**Problem description:** Return exactly the lines of the data below, from the one that contains "the tree bark" through the final line, and leave out every picture.

**Given data:**
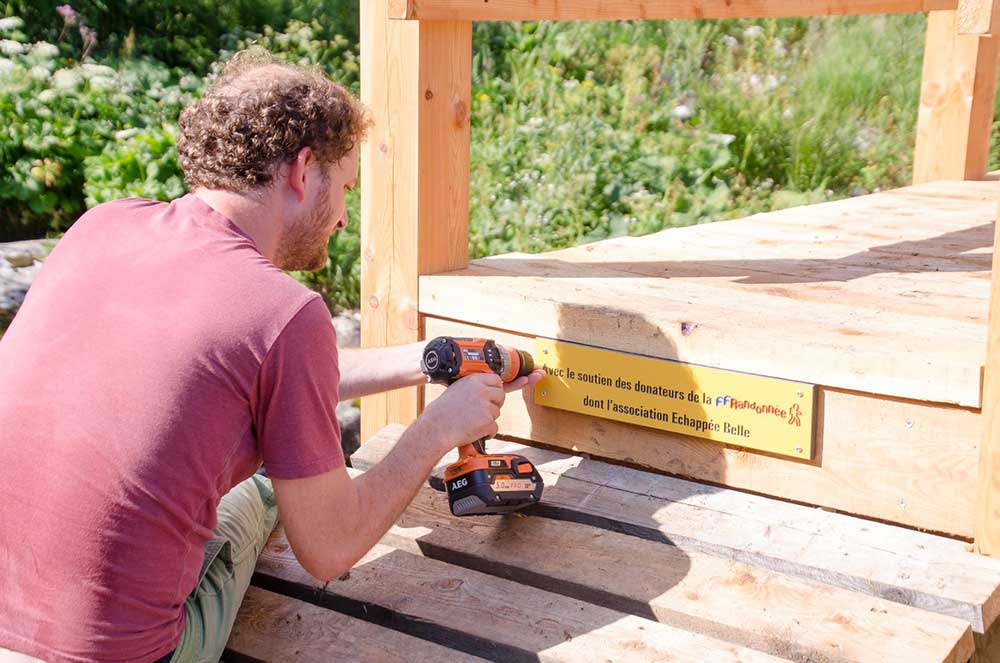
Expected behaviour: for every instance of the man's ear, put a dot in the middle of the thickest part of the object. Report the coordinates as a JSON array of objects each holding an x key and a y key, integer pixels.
[{"x": 297, "y": 170}]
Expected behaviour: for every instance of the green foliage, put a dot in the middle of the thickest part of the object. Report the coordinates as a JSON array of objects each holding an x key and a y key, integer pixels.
[
  {"x": 140, "y": 163},
  {"x": 581, "y": 130},
  {"x": 180, "y": 33},
  {"x": 589, "y": 130}
]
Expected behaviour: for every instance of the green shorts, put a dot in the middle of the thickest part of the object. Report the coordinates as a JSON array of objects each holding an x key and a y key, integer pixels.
[{"x": 246, "y": 517}]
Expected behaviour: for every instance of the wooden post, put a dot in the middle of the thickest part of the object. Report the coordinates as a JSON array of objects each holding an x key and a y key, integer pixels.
[
  {"x": 957, "y": 93},
  {"x": 988, "y": 502},
  {"x": 416, "y": 81}
]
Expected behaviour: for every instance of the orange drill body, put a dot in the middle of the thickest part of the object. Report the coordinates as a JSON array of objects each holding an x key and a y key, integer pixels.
[{"x": 481, "y": 483}]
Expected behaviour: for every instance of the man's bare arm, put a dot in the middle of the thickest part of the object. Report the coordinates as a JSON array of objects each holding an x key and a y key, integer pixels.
[
  {"x": 366, "y": 371},
  {"x": 331, "y": 521}
]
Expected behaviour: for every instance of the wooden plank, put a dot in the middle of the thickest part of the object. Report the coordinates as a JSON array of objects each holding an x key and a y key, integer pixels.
[
  {"x": 883, "y": 293},
  {"x": 272, "y": 627},
  {"x": 957, "y": 94},
  {"x": 988, "y": 503},
  {"x": 503, "y": 620},
  {"x": 921, "y": 570},
  {"x": 975, "y": 17},
  {"x": 416, "y": 80},
  {"x": 558, "y": 10},
  {"x": 854, "y": 349},
  {"x": 764, "y": 610},
  {"x": 924, "y": 456}
]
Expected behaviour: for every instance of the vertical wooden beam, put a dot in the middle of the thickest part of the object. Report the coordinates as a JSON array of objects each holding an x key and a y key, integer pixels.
[
  {"x": 988, "y": 501},
  {"x": 957, "y": 93},
  {"x": 416, "y": 81}
]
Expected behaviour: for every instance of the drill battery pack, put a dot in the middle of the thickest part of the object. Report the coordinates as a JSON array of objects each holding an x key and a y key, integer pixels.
[{"x": 492, "y": 484}]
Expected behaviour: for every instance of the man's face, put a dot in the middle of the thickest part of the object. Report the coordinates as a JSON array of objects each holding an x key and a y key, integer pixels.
[{"x": 304, "y": 241}]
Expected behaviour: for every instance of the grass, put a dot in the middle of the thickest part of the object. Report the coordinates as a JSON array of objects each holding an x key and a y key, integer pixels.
[{"x": 586, "y": 130}]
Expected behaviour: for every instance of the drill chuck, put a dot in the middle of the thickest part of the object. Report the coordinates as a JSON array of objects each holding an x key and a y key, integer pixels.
[{"x": 447, "y": 359}]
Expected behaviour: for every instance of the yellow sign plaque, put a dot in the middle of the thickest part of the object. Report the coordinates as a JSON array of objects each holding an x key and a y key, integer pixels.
[{"x": 743, "y": 409}]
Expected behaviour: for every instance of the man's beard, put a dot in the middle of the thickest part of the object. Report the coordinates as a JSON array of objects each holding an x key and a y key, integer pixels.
[{"x": 303, "y": 244}]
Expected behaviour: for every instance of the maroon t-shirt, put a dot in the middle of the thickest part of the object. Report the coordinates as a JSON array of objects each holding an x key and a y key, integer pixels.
[{"x": 157, "y": 360}]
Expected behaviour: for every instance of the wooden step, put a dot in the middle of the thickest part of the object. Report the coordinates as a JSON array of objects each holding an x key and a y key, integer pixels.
[
  {"x": 491, "y": 617},
  {"x": 755, "y": 607},
  {"x": 272, "y": 627},
  {"x": 932, "y": 573}
]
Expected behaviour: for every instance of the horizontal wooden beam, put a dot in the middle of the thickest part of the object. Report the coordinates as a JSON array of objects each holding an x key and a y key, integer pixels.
[{"x": 563, "y": 10}]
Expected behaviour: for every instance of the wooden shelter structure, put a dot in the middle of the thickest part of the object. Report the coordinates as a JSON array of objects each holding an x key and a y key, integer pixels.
[{"x": 655, "y": 545}]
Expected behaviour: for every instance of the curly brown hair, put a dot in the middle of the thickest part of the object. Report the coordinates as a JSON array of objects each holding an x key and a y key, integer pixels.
[{"x": 258, "y": 115}]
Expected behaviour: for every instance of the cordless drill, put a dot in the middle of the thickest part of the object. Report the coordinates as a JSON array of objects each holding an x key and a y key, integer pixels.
[{"x": 480, "y": 483}]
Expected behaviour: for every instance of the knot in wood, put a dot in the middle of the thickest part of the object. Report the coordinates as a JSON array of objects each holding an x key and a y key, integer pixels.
[{"x": 461, "y": 113}]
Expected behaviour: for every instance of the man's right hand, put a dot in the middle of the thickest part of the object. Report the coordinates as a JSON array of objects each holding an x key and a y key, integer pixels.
[{"x": 466, "y": 411}]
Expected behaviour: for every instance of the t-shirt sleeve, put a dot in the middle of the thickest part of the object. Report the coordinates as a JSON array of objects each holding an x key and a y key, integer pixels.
[{"x": 296, "y": 401}]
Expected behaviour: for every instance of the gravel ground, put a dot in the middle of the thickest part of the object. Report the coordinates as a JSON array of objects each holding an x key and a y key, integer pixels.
[{"x": 20, "y": 262}]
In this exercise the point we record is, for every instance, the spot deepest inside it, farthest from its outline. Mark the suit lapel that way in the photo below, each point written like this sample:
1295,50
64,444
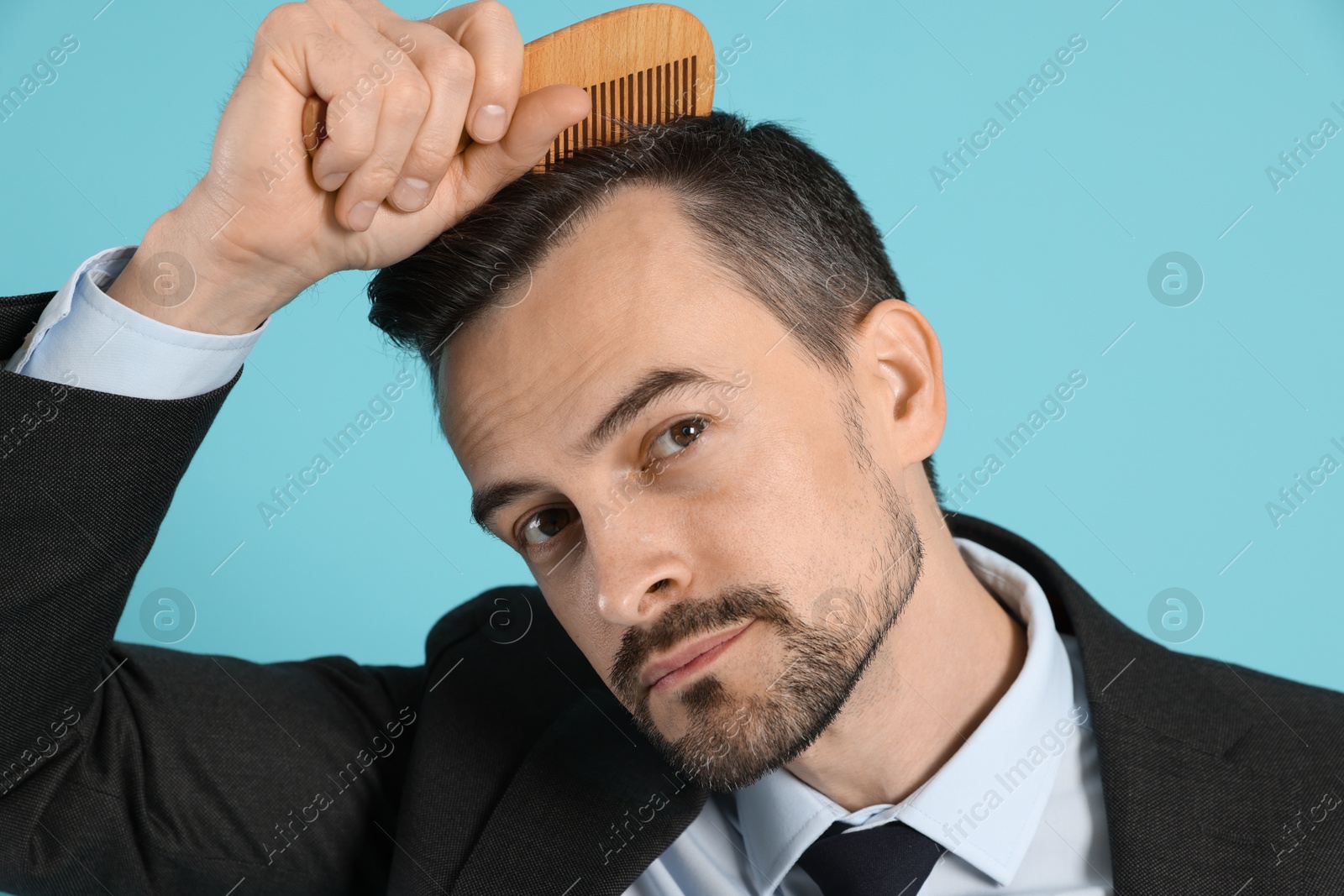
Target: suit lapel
591,806
1184,747
530,777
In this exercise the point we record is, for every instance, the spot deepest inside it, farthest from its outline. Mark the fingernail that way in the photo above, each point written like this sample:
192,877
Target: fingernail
410,194
490,123
333,181
362,215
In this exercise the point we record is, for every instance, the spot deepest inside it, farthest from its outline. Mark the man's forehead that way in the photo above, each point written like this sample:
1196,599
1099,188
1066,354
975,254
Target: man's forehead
629,291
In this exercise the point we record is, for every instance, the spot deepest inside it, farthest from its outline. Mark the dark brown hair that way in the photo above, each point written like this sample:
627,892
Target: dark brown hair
774,215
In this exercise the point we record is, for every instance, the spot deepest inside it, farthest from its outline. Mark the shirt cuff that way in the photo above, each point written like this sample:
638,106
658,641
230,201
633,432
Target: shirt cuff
87,338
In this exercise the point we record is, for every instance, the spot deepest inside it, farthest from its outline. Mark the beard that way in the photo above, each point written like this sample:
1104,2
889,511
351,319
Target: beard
734,739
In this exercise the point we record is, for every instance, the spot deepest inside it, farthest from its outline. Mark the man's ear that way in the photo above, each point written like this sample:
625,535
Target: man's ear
900,362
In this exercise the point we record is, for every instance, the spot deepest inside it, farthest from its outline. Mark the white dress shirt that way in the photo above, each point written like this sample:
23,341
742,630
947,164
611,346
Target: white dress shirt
1019,805
112,348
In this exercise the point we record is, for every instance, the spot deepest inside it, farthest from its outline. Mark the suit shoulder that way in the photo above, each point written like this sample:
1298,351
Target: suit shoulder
484,616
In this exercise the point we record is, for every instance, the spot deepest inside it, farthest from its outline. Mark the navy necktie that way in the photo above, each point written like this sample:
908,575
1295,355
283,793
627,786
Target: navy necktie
889,860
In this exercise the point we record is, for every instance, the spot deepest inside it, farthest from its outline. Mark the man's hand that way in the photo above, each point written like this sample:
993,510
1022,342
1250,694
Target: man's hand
264,224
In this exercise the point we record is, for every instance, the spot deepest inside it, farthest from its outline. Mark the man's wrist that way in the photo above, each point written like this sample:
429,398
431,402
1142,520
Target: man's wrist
172,281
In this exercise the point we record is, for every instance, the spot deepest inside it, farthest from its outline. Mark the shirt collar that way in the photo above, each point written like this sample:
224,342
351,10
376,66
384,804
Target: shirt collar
985,802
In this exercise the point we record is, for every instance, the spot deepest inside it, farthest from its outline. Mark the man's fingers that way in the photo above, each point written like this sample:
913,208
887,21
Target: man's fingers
487,31
450,73
539,117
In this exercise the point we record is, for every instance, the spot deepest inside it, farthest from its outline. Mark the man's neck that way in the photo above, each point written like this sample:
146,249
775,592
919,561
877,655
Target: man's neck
941,669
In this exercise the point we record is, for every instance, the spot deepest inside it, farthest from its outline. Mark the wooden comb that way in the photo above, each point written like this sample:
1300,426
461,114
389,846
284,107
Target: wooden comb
643,63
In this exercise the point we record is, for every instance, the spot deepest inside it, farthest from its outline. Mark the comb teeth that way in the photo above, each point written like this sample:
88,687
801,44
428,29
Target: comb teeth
655,94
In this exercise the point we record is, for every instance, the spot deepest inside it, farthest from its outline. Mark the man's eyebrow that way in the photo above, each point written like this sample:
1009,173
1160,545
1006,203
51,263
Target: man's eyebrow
649,389
652,385
491,499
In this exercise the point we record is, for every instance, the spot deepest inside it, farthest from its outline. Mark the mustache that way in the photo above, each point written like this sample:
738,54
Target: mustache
689,618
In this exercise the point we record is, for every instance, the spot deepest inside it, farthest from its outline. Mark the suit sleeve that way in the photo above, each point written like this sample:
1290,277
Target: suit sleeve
138,768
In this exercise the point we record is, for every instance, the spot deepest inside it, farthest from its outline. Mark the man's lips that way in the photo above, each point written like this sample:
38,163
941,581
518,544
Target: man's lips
689,658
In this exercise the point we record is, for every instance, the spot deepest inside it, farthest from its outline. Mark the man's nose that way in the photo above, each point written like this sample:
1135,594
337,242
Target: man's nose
640,560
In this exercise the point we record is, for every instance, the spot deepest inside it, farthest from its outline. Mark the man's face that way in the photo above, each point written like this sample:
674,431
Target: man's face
685,485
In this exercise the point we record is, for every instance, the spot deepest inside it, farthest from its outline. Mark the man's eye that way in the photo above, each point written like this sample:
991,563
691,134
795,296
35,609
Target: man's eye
678,437
544,524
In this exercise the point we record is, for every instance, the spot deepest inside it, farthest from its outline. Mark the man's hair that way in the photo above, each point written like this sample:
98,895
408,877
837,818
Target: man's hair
773,214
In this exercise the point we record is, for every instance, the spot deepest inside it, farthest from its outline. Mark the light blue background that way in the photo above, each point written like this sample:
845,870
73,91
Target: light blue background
1030,265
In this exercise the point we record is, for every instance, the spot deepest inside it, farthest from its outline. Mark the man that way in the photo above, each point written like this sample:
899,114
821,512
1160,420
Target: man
685,385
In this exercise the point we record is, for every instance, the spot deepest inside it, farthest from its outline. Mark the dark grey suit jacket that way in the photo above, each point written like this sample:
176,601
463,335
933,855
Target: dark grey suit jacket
503,765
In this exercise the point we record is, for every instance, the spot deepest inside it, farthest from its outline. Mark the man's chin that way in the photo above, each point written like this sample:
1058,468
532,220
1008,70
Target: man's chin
717,739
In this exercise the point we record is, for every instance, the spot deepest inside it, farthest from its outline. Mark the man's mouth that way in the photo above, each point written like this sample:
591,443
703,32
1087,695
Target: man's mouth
689,658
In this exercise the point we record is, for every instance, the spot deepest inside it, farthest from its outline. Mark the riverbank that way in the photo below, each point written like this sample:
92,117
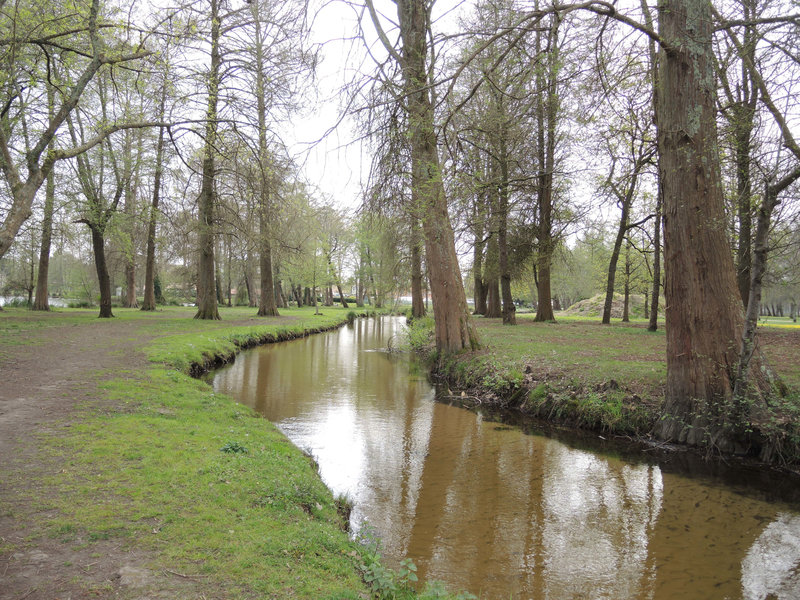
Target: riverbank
125,477
579,373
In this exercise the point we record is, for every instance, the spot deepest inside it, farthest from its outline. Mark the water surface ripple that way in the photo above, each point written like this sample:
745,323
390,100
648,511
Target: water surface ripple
497,511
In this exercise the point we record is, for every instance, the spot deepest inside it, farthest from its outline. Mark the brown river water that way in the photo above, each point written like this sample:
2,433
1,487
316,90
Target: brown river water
503,511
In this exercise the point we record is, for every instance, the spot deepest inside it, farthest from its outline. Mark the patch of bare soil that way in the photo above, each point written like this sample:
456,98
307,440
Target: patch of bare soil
40,386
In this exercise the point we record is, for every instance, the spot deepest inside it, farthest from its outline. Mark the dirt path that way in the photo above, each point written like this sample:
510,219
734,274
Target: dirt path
41,383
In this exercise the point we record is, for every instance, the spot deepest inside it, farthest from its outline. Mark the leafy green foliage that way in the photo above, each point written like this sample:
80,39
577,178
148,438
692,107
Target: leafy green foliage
234,448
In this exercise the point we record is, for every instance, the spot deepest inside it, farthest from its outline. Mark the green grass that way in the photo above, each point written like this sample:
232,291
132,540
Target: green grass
155,459
577,371
153,472
145,466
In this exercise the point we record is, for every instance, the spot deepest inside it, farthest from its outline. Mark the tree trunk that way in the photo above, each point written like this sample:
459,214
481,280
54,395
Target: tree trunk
509,310
656,291
546,114
703,305
653,70
454,330
41,301
104,281
627,289
206,285
129,206
267,306
612,263
417,301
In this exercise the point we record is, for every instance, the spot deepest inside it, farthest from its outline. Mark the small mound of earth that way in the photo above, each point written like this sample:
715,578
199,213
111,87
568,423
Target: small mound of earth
593,307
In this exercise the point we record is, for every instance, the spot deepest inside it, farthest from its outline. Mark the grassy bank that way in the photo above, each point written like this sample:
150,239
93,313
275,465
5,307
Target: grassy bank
581,373
154,460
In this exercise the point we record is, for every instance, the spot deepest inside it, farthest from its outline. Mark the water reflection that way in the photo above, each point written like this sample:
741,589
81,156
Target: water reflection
498,512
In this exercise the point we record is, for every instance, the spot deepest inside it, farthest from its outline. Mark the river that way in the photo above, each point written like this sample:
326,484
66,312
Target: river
504,511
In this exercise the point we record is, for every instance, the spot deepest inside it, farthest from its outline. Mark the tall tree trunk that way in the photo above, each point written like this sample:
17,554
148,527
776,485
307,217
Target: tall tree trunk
491,275
656,291
546,114
509,310
41,301
149,301
478,244
417,301
759,265
657,227
742,112
267,306
627,289
128,207
104,281
703,305
207,307
612,263
454,330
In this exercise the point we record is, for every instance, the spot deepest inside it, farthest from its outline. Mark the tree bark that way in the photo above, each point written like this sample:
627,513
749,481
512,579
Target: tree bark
612,263
454,330
41,301
627,288
546,114
656,290
509,310
703,305
104,281
417,301
207,307
478,244
759,266
128,207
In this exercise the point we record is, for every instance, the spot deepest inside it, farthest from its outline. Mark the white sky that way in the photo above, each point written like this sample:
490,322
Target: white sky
337,165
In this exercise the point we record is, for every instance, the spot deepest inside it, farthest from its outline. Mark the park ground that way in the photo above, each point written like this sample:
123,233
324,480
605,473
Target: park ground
123,477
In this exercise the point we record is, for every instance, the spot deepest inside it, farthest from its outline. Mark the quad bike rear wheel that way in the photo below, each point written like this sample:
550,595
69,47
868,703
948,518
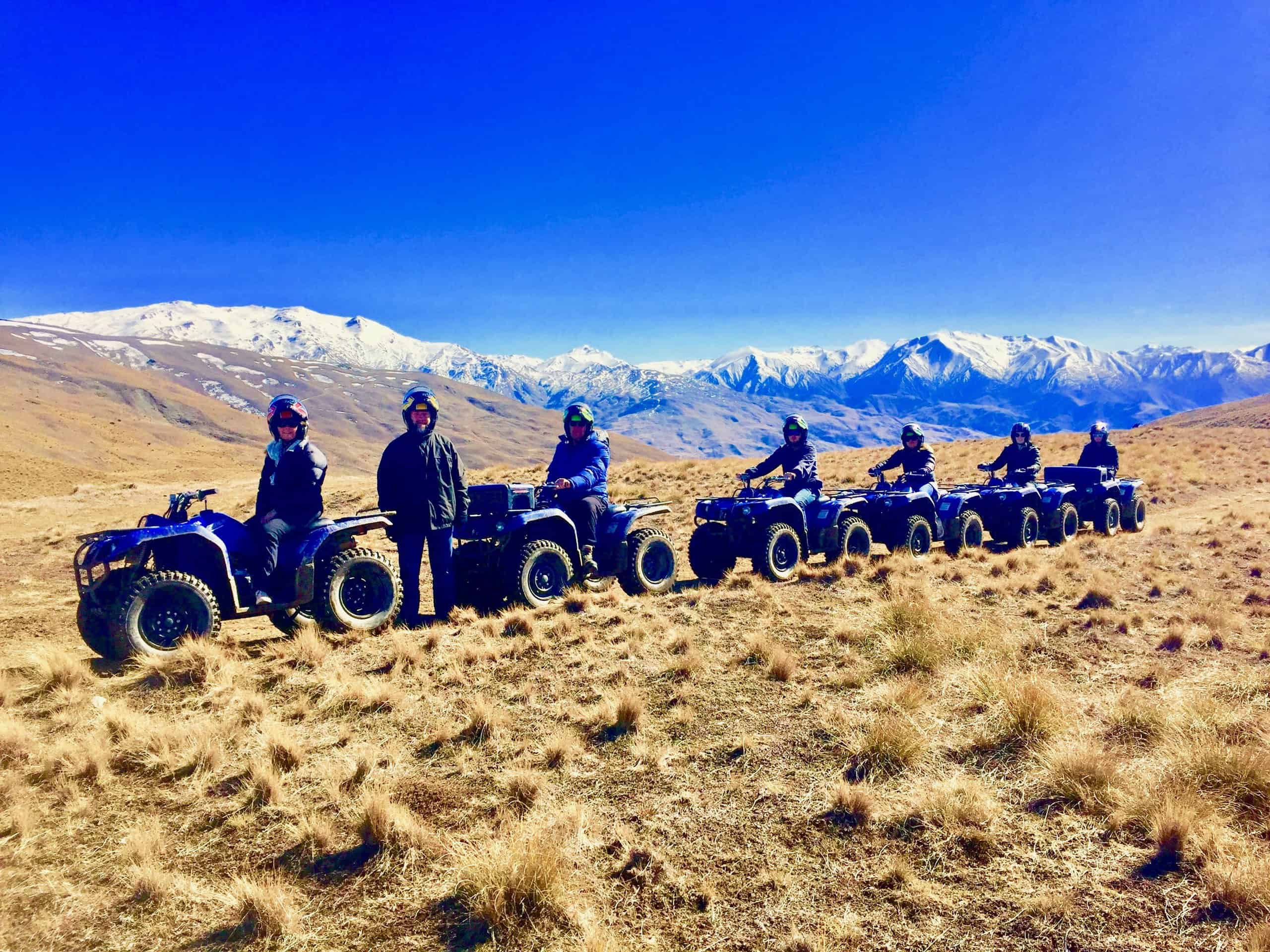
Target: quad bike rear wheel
159,610
1067,524
651,564
850,538
780,552
709,554
965,531
360,591
1107,520
1024,530
916,537
540,574
1135,515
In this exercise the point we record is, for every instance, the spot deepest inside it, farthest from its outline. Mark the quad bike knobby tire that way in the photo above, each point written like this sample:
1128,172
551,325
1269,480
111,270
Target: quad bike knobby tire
1135,515
965,532
1025,530
1107,520
159,610
779,552
649,563
709,554
360,591
851,538
916,537
540,574
1067,524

**Task answer:**
In this exercise the point we record is, for every instance, the spot deepest inside it, farthest from its outline. Mark the tree bark that way in the photo above, each point written like this sample:
627,513
749,481
512,579
Target: tree bark
612,263
454,330
41,301
627,288
546,114
656,290
509,310
703,305
104,281
417,301
207,307
478,244
759,266
128,207
In this exercise the point we record is, for every instance, the spot deepest inside it, farthest from its outline. Mark the white sky that way in the photo above, each point written like this sample:
490,322
Target: white sky
337,165
In this exercise the point we record is, for every instance, the spot deepest inside it, farthest from its outline. Mark the park ground that way in the photo above, each point written like this sample:
123,233
324,480
605,473
Target: park ground
123,477
In this exercise the point we record is, for every instance, the spot deepest inside it, farthest from its outline. Mark the quad bike rear wheel that way in the photo below, each point written like this sample:
550,595
69,47
868,703
948,518
Target: quad bike rear wheel
159,610
1067,524
651,564
850,538
780,552
709,554
965,531
360,591
1107,520
1024,530
916,537
540,574
1135,515
In this exercise the point we record is, for every instance, the spot deepest inside it, farthest from its outline. Mark the quad bike knobby tire that way in the photo above, each point written like this sample:
1128,172
551,325
1269,480
111,270
Target: quad bike knobby tire
1135,515
965,532
1025,530
1107,520
159,610
779,552
649,563
709,554
360,591
851,538
916,537
540,574
1067,524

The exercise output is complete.